Textauszug:
- - - -
SPD-Abgeordnete wurden bedroht

Matinee anlässlich des Jahrestags der Wels-Rede gegen das Ermächtigungsgesetz

VIELE EHRENGÄSTE waren zur Matinee ins Fritz-Treutel-Haus gekommen (von links): Der ehemalige Landrat Willi Blodt, Manfred Ockel, Landrat Thomas Will, Bernd Faulenbach, Gerold Reichenbach und Kurt Linnert. (Foto: Postl)

Kelsterbach. Mit einer Matinee im Fritz-Treutel-Haus erinnerte der SPD Unterbezirk Groß-Gerau an die Rede von Otto Wels gegen das Ermächtigungsgesetz. Vor 80 Jahren, am 23. März 1933, widersetzte sich der damalige SPD-Vorsitzende Otto Wels der Zustimmung des von den Nationalsozialisten eingebrachten Gesetzes, das dem an die Macht strebenden Adolf Hitler weit reichende Befugnisse ermöglichen sollte. Das Gesetz wurde auch ohne Zustimmung der Sozialdemokraten verabschiedet, doch bis heute verweist die Partei auf das couragierte Verhalten der damaligen Genossen. „Die Rede von Otto Wels gilt als eine der denkwürdigsten, die je in einem deutschen Parlament gehalten wurden“, betonte Gernot Grumbach, Vorsitzender des SPD Bezirk Hessen-Süd.
- - - -
Ausschnitt aus einer Datendatei:
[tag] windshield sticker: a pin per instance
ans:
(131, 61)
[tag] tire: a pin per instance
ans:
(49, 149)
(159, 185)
- - - -
Aufgabenstellung:
- a) Beantworten Sie anhand des Textauszugs:
(i) In welchem Haus fand die Matinee statt?
(ii) An welchem Tag hielt Otto Wels seine Rede gegen das Ermächtigungsgesetz?
(iii) Welches Amt hat Gernot Grumbach?
- b) Schreiben Sie aus dem Textauszug alles von „VIELE EHRENGÄSTE waren“ bis hinunter zu „Linnert. (Foto: Postl)“ wortgetreu ab.
Die Liste spielt hierfür keine Rolle.

Lösungen:
- a)
(i) Im Fritz-Treutel-Haus.
(ii) Am 23. März 1933.
(iii) Er ist Vorsitzender des SPD Bezirk Hessen-Süd.

- b)
VIELE EHRENGÄSTE waren zur Matinee ins Fritz-Treutel-Haus gekommen (von links): Der ehemalige Landrat Willi Blodt, Manfred Ockel, Landrat Thomas Will, Bernd Faulenbach, Gerold Reichenbach und Kurt Linnert. (Foto: Postl)